SOURCE DOCUMENT
########################################

The declaration, payment, timing and amount of any future dividends payable by
the Company will be at the discretion of its Board of Directors using the fully
diluted share count. For more information on any share count adjustments, see
the table titled "Fully Diluted Weighted-Average Share Count under U.S. GAAP and
for Adjusted Earnings" in the Company's most recent financial results press
release.

Management Rationale for Using Adjusted Earnings



BGC's calculation of Adjusted Earnings excludes the items discussed above
because they are either non-cash in nature, because the anticipated benefits
from the expenditures are not expected to be fully realized until future
periods, or because the Company views results excluding these items as a better
reflection of the underlying performance of BGC's ongoing operations. Management
uses Adjusted Earnings in part to help it evaluate, among other things, the
overall performance of the Company's business, to make decisions with respect to
the Company's operations, and to determine the amount of dividends payable to
common stockholders and distributions payable to holders of LPUs. Dividends
payable to common stockholders and distributions payable to holders of LPUs are
included within "Dividends to stockholders" and "Earnings distributions to
limited partnership interests and noncontrolling interests," respectively, in
our unaudited, condensed, consolidated statements of cash flows.

########################################

DATA RECORDS
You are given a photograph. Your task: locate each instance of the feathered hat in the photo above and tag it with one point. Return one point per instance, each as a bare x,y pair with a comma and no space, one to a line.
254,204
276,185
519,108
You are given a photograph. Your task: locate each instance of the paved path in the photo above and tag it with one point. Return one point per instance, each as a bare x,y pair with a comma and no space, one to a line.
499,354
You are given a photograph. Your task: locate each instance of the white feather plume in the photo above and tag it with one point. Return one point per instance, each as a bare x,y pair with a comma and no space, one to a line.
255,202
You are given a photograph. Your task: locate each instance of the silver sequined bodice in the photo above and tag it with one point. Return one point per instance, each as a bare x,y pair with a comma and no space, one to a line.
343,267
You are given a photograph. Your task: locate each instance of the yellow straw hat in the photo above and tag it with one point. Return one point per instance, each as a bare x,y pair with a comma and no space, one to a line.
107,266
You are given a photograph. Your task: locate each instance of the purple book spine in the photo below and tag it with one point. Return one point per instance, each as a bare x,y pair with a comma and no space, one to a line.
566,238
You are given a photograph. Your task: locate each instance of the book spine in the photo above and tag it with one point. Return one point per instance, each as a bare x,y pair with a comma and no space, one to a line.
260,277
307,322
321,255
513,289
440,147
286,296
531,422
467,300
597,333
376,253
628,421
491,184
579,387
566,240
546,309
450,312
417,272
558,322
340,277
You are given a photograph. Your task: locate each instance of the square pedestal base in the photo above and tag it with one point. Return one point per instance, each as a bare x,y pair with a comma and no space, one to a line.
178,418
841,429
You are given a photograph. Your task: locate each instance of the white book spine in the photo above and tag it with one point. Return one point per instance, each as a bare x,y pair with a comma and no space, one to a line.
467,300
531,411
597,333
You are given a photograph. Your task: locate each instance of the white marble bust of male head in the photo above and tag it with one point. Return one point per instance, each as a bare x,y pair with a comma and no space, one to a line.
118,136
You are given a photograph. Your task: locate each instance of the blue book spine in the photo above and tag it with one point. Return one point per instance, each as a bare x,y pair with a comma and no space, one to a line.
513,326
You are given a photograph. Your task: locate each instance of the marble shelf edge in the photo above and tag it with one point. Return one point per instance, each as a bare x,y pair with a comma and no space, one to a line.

########################################

REQUIRED WORK
1) Return each line of the entries that contains the word "book".
2) Write the next part of the passage on BGC's Adjusted Earnings, picking up after its final sentence.

SOLVED PROBLEMS
1)
You are given a photograph. Your task: locate each instance of the purple book spine in the photo below and tag it with one point. Return one point per instance, each as a bare x,y pair with a comma and no space, one to a line.
You are given a photograph. Your task: locate each instance of the book spine in the photo above and tag it with one point. Return one point per instance, each as a bare x,y pair with a comma and no space, one to a line.
You are given a photograph. Your task: locate each instance of the white book spine in the photo above and tag it with one point. Return one point per instance, each as a bare x,y pair with a comma and no space, one to a line.
You are given a photograph. Your task: locate each instance of the blue book spine in the photo above and tag it with one point. Return one point per instance, each as a bare x,y pair with a comma and no space, one to a line.

2)
The term "Adjusted Earnings" should not be considered in isolation or as an
alternative to U.S. GAAP net income (loss). The Company views Adjusted Earnings
as a metric that is not indicative of liquidity, or the cash available to fund
its operations, but rather as a performance measure. Pre- and post-tax Adjusted
Earnings, as well as related measures, are not intended to replace the Company's
presentation of its U.S. GAAP financial results. However, management believes
that these measures help provide investors with a clearer understanding of BGC's
financial performance and offer useful information to both management and
investors regarding certain financial and business trends related to the
Company's financial condition and results of operations. Management believes
that the U.S. GAAP and Adjusted Earnings measures of financial performance
should be considered together.

For more information regarding Adjusted Earnings, see the section in the
Company's most recent financial results press release titled "Reconciliation of
U.S. GAAP Income (Loss) from Operations before Income Taxes to Adjusted Earnings
and U.S. GAAP Fully Diluted EPS to Post-Tax Adjusted EPS", including the related
footnotes, for details about how BGC's non-GAAP results are reconciled to those
under U.S. GAAP.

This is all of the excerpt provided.